begin
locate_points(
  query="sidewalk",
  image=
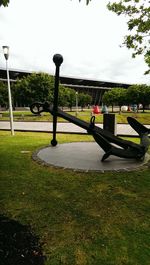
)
(62, 127)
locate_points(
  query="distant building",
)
(95, 88)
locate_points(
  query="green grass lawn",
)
(78, 218)
(144, 118)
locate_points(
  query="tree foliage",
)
(138, 15)
(3, 94)
(34, 87)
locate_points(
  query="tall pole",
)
(57, 59)
(6, 55)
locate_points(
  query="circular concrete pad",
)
(84, 156)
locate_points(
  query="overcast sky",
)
(88, 37)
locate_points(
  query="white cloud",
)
(88, 37)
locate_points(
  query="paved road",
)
(122, 129)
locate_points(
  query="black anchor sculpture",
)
(111, 144)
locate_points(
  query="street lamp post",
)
(6, 55)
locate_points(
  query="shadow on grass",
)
(18, 245)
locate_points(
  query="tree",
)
(4, 2)
(3, 94)
(138, 13)
(87, 1)
(84, 100)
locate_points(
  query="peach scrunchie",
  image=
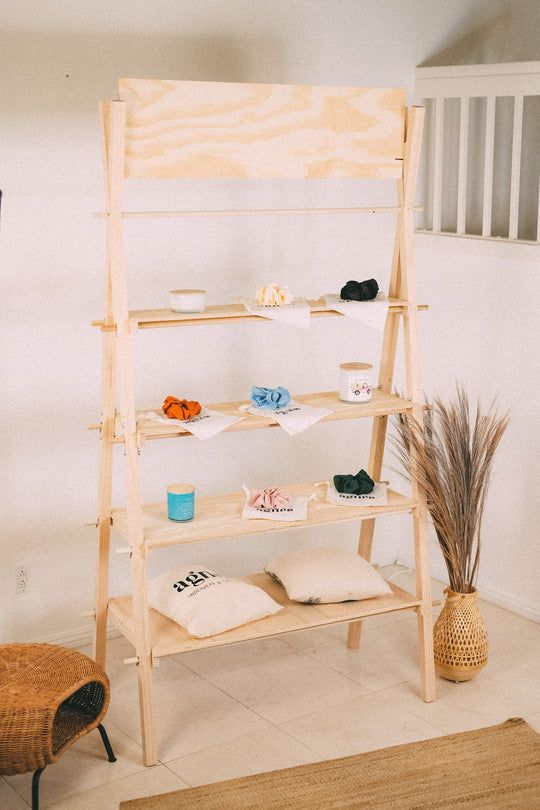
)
(183, 409)
(270, 498)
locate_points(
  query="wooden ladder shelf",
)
(358, 132)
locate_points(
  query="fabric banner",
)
(294, 418)
(371, 313)
(297, 510)
(378, 497)
(206, 424)
(295, 314)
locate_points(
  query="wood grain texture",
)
(234, 130)
(224, 313)
(168, 638)
(220, 517)
(379, 405)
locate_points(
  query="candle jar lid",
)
(181, 489)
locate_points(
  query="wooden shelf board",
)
(220, 517)
(223, 313)
(168, 638)
(380, 405)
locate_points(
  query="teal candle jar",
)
(180, 502)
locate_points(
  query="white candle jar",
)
(188, 300)
(355, 382)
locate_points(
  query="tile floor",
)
(284, 701)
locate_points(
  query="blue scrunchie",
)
(270, 398)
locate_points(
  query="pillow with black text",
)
(205, 603)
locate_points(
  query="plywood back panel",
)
(223, 130)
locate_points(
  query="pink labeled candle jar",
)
(355, 382)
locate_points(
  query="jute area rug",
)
end
Please show every line of the listing above that contains the word "white", treating uppercase and lowercase as different.

> [SOLUTION FOR THIS TASK]
  query="white cloud",
  query="white candle jar",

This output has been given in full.